Aim of the task:
Pull out every line of the records below that contains the string "neighboring", matching case exactly.

---------- Given records

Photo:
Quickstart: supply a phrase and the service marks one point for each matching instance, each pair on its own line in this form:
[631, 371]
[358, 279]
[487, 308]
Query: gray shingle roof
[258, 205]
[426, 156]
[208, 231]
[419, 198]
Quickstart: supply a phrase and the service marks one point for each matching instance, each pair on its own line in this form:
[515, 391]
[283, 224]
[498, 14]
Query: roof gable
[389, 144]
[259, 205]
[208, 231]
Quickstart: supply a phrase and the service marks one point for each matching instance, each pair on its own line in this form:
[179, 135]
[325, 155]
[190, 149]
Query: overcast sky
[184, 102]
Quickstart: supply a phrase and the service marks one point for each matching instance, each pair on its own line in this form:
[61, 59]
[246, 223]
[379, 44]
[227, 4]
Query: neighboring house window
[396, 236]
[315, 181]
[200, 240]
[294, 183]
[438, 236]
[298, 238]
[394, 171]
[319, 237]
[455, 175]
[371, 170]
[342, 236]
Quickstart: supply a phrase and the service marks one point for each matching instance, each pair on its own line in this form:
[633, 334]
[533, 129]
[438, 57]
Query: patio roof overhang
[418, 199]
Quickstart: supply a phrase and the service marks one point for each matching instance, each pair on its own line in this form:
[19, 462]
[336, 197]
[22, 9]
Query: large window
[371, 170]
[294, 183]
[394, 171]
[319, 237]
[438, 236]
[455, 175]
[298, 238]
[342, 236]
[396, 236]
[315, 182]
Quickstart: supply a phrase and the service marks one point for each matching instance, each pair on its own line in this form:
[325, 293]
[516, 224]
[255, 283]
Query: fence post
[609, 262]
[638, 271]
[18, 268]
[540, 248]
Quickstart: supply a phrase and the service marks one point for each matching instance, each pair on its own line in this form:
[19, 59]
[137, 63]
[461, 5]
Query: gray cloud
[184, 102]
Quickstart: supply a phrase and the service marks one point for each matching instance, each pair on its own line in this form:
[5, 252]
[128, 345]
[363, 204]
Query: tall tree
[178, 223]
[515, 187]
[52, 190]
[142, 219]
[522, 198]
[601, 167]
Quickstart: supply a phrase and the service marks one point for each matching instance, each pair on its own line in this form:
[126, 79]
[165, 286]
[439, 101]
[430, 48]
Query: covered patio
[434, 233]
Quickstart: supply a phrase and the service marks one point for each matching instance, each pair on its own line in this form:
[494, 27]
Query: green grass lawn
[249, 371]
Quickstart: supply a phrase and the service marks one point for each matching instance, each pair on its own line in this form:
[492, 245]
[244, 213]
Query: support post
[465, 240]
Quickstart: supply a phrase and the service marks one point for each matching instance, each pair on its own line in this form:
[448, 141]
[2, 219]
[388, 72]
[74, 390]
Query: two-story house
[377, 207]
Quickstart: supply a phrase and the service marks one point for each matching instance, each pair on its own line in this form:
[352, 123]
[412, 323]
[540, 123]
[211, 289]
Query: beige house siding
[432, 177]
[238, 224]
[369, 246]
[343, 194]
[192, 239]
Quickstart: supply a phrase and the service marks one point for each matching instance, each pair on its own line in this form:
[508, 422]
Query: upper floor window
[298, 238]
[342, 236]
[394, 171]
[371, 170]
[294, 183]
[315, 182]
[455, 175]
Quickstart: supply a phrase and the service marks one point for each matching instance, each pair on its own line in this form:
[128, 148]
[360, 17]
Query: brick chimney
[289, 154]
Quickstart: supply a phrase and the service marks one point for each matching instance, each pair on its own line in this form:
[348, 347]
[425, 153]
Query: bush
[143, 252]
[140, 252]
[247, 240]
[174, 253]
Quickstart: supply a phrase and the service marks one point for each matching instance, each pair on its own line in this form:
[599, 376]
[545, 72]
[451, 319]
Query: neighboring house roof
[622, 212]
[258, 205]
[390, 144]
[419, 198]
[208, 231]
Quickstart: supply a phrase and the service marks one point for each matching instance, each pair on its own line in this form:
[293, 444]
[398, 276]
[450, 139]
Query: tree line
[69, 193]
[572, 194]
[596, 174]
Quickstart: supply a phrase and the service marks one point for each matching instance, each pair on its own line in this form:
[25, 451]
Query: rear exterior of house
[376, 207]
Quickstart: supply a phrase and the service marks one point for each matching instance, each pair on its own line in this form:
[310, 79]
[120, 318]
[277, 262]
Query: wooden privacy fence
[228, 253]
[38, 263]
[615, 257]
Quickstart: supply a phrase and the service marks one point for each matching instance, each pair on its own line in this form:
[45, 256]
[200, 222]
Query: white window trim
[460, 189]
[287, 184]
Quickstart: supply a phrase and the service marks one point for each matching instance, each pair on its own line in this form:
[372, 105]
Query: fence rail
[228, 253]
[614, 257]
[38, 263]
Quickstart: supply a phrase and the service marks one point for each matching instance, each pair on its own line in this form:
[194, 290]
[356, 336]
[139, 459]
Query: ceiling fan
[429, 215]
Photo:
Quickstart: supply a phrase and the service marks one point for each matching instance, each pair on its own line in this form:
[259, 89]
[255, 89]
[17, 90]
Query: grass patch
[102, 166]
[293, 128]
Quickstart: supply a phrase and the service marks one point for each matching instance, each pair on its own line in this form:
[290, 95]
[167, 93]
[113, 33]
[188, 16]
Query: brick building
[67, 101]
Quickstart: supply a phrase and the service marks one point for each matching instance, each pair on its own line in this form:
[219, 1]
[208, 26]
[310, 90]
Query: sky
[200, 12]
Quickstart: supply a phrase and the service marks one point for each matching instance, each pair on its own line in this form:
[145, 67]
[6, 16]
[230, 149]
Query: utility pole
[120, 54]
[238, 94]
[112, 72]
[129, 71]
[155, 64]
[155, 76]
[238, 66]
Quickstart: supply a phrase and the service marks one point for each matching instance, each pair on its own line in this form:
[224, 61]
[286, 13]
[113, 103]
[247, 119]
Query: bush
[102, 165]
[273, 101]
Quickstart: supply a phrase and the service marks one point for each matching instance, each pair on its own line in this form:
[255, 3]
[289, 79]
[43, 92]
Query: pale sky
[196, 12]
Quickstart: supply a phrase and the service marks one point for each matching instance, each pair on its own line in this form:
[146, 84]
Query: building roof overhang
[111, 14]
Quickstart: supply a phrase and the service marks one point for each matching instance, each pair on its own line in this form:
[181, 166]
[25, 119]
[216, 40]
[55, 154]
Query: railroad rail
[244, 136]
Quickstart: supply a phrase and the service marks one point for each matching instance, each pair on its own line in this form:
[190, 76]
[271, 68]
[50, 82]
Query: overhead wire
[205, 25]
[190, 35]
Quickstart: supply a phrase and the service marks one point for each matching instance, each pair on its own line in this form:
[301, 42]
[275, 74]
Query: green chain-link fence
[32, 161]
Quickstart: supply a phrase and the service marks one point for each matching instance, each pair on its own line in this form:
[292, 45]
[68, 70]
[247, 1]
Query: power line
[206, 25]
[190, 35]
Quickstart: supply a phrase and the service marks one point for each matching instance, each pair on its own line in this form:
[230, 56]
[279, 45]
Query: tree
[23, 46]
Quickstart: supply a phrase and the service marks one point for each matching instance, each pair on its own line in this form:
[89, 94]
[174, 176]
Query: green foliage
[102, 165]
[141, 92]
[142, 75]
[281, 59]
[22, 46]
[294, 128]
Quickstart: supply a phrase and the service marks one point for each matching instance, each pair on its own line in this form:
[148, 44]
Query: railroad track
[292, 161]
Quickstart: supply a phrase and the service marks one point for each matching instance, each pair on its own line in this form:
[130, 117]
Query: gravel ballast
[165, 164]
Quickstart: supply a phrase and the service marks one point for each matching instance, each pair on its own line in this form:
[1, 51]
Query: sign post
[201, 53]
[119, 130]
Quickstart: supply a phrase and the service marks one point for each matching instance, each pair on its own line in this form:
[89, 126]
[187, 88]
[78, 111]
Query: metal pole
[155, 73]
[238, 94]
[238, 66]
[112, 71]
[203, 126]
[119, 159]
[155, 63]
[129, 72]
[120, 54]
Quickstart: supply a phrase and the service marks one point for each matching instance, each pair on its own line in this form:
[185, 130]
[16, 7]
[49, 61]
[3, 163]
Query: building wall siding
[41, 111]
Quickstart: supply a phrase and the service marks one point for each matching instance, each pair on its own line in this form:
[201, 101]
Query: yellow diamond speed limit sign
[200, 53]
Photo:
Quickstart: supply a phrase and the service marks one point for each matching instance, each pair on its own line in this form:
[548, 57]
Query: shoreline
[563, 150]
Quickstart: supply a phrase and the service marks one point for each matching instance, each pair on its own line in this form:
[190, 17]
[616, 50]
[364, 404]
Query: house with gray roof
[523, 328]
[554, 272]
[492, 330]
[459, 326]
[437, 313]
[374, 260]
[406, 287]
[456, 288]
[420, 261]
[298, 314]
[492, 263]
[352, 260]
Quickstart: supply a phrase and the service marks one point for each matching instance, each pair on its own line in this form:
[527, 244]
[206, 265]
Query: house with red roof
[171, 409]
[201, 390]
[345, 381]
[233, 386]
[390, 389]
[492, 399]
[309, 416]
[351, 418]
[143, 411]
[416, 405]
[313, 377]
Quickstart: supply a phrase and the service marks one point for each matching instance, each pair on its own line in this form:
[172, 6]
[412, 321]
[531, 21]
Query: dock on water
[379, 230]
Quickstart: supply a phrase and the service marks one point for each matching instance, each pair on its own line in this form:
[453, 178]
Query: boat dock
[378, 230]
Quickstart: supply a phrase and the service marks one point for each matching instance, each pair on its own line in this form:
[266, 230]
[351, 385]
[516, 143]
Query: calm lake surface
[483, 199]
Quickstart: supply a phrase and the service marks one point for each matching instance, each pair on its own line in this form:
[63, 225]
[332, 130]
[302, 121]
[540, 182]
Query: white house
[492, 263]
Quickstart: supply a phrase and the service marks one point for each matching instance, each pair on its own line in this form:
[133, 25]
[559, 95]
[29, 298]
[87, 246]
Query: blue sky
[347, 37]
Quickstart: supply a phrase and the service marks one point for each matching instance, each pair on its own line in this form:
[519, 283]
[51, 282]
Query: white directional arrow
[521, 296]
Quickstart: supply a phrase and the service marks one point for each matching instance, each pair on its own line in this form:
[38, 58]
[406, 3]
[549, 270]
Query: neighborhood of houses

--------------------

Exercise response:
Query: neighboring house window
Query: neighboring house roof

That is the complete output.